(Given entries Opens)

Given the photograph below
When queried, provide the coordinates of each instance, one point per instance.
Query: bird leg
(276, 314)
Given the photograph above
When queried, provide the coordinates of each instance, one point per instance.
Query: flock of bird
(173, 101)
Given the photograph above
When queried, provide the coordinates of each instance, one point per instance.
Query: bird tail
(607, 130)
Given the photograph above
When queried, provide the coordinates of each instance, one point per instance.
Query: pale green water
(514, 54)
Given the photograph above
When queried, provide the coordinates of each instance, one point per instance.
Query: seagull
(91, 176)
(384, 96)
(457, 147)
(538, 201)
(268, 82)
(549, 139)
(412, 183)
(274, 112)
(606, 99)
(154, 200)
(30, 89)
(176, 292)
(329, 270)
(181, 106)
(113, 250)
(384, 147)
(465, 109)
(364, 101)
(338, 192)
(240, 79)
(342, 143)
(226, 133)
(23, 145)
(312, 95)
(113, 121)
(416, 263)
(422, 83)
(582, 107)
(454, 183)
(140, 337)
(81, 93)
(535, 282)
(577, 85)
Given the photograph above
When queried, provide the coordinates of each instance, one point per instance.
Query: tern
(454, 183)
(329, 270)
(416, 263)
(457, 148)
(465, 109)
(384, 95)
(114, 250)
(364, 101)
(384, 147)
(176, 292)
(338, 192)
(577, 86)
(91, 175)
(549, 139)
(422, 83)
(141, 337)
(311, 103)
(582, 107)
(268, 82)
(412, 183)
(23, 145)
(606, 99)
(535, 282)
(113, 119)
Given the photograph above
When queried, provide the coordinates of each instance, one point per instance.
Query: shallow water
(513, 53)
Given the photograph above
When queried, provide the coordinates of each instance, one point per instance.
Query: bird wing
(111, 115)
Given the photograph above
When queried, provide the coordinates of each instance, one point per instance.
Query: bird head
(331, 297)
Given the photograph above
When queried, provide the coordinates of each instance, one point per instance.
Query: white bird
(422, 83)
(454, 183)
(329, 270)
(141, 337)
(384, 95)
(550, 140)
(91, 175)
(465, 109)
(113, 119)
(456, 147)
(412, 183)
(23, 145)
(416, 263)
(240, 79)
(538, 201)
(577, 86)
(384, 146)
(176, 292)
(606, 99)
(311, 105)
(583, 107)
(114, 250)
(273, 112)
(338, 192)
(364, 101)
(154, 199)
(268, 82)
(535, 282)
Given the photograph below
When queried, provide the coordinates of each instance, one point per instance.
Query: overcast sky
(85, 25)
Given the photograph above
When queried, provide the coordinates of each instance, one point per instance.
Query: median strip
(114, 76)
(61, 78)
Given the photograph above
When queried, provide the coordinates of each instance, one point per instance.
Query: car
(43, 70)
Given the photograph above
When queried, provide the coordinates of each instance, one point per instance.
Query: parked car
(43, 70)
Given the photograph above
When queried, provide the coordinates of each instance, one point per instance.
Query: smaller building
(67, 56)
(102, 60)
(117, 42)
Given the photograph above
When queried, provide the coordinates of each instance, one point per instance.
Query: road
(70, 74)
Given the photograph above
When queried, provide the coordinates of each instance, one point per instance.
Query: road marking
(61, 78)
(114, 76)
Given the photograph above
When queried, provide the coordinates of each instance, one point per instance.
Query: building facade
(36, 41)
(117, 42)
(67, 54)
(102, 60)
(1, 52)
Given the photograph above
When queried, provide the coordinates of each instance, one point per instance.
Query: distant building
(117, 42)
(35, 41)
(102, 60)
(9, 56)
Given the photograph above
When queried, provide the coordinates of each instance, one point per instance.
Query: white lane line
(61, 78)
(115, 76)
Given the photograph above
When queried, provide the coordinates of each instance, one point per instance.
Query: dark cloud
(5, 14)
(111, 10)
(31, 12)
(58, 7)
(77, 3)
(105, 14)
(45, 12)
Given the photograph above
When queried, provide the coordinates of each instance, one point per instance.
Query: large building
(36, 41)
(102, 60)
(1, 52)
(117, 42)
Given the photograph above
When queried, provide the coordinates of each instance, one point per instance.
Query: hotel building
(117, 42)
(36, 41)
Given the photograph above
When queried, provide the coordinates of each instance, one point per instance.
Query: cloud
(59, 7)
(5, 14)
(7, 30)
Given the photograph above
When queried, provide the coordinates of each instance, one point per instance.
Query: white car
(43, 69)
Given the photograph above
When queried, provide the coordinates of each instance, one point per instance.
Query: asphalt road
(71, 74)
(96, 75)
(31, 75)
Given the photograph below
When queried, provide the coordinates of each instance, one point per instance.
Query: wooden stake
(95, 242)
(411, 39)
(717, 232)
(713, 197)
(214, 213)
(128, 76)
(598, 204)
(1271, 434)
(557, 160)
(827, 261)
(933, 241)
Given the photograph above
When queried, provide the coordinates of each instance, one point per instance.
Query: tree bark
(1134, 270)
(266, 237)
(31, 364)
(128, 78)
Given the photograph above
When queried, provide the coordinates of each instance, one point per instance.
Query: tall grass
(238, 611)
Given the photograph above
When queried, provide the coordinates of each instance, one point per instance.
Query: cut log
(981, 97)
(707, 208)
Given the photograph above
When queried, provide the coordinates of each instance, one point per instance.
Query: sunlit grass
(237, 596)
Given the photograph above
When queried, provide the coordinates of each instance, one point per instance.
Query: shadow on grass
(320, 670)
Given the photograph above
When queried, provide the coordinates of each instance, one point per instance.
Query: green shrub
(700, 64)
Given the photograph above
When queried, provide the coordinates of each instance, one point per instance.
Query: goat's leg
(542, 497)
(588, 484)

(Given entries Closes)

Exercise prompt
Reproduce the records above in full and with exact wording.

Written solution
Given the photograph below
When queried, provide the coordinates of each instance, one point per instance.
Query: bird leg
(276, 314)
Given the photograph above
When queried, provide the coordinates of each instance, one point per instance.
Query: flock of bird
(173, 101)
Given the photograph above
When queried, provide the coordinates of each instance, one point per instance.
Query: bird tail
(607, 130)
Given the photograph above
When queried, provide the coordinates of each instance, one point per instance.
Query: pale green water
(514, 54)
Given the photograph above
When queried, provide the coordinates of each instance, one point per instance.
Query: seagull
(91, 176)
(384, 96)
(457, 147)
(538, 201)
(268, 82)
(549, 139)
(412, 183)
(274, 112)
(606, 99)
(154, 200)
(30, 89)
(176, 292)
(329, 270)
(181, 106)
(113, 250)
(384, 147)
(465, 109)
(364, 101)
(338, 192)
(240, 79)
(342, 143)
(226, 133)
(23, 145)
(312, 95)
(113, 121)
(416, 263)
(422, 83)
(582, 107)
(454, 183)
(140, 337)
(81, 93)
(535, 282)
(577, 85)
Given the photograph above
When queried, provide the coordinates of each instance, one point per instance.
Query: tern
(454, 183)
(329, 270)
(416, 263)
(457, 148)
(465, 109)
(384, 95)
(114, 250)
(364, 101)
(384, 147)
(176, 292)
(338, 192)
(577, 86)
(91, 175)
(549, 139)
(422, 83)
(141, 337)
(311, 103)
(582, 107)
(268, 82)
(412, 183)
(23, 145)
(606, 99)
(535, 282)
(113, 119)
Given the photograph above
When queried, provide the coordinates of each instance, one point per instance.
Query: shallow water
(513, 53)
Given the photograph above
When queried, provide the coordinates of each instance, one point per instance.
Query: bird wing
(111, 115)
Given the photograph above
When queried, provide the coordinates of each instance, one point per instance.
Query: bird head
(331, 297)
Given the photograph above
When queried, provide the coordinates of each instance, one point per instance.
Query: white bird
(422, 83)
(454, 183)
(329, 270)
(141, 337)
(384, 95)
(550, 140)
(91, 175)
(465, 109)
(113, 119)
(456, 147)
(412, 183)
(23, 145)
(416, 263)
(240, 79)
(538, 201)
(577, 86)
(384, 146)
(176, 292)
(606, 99)
(311, 105)
(583, 107)
(114, 250)
(273, 112)
(338, 192)
(364, 101)
(154, 199)
(268, 82)
(535, 282)
Given the photograph below
When queried, provide the coordinates of each instance, one point per instance.
Query: overcast sky
(85, 25)
Given the photograph above
When queried, provide the coordinates of each instance, one point per instance.
Query: median strip
(114, 76)
(61, 78)
Given the photograph above
When queried, provide the coordinates of each instance, one point per instance.
Query: car
(43, 70)
Given the photograph above
When queried, provide the coordinates of each instance, one point per instance.
Query: parked car
(43, 70)
Given the photograph above
When queried, provide the coordinates of each instance, one point per instance.
Query: smaller building
(67, 56)
(102, 60)
(117, 42)
Given the photograph above
When queried, provide the coordinates of each instance, one point per instance.
Query: road
(70, 74)
Given the photograph above
When queried, provide the coordinates of each instance, one point per instance.
Query: road marking
(61, 78)
(114, 76)
Given the photograph above
When queried, provide the coordinates of each instance, one point per instance.
Query: building facade
(36, 41)
(117, 42)
(67, 54)
(102, 60)
(1, 52)
Given the photograph above
When queried, provide the coordinates of each instance, one point per instance.
Query: distant building
(117, 42)
(35, 41)
(102, 60)
(9, 56)
Given the photograph above
When queried, provide the coordinates of each instance, one point per instance.
Query: white lane line
(61, 78)
(115, 76)
Given the photograph above
When queried, provide the coordinates of each instance, one point per instance.
Query: dark cloud
(5, 14)
(111, 10)
(31, 12)
(58, 7)
(77, 3)
(105, 14)
(45, 12)
Given the photograph above
When queried, provide the coordinates of each instance, one point per instance.
Query: large building
(36, 41)
(102, 60)
(1, 52)
(117, 42)
Given the photograph above
When queried, provide the coordinates of each instance, one point per instance.
Query: hotel building
(117, 42)
(36, 41)
Given the photograph above
When queried, provide the coordinates of each instance, one point per instance.
Query: cloud
(59, 7)
(5, 14)
(7, 30)
Given the photograph above
When queried, provide the coordinates of each instance, one point per instance.
Query: white car
(43, 69)
Given the photograph above
When queried, provide the coordinates of each instance, one point per instance.
Query: asphalt road
(71, 74)
(96, 75)
(31, 75)
Given the photograph below
When queried, provide the coordinates of each instance, one point per instance.
Query: wooden stake
(95, 242)
(411, 39)
(717, 232)
(713, 197)
(214, 213)
(128, 76)
(598, 204)
(1271, 434)
(557, 160)
(827, 261)
(933, 241)
Given the photograph above
When queried, provide the coordinates of each instance, one point per instance.
Query: tree bark
(1134, 270)
(266, 237)
(31, 364)
(128, 78)
Given the photograph above
When queried, provide the coordinates of each instance, one point per instance.
Query: tall grass
(238, 611)
Given the photograph above
When queried, provide the coordinates of each instance, one point per instance.
Query: cut log
(981, 97)
(707, 208)
Given the photograph above
When queried, provide the coordinates of each instance, one point per instance.
Query: sunlit grass
(237, 596)
Given the photograph above
When queried, provide the coordinates of each instance, one point per instance.
Query: shadow on grass
(320, 670)
Given the photograph above
When queried, provide the coordinates of each instance, one point per instance.
Query: green shrub
(700, 64)
Given the photograph above
When queried, provide the coordinates of each instance, one point per instance.
Query: goat's leg
(542, 497)
(588, 484)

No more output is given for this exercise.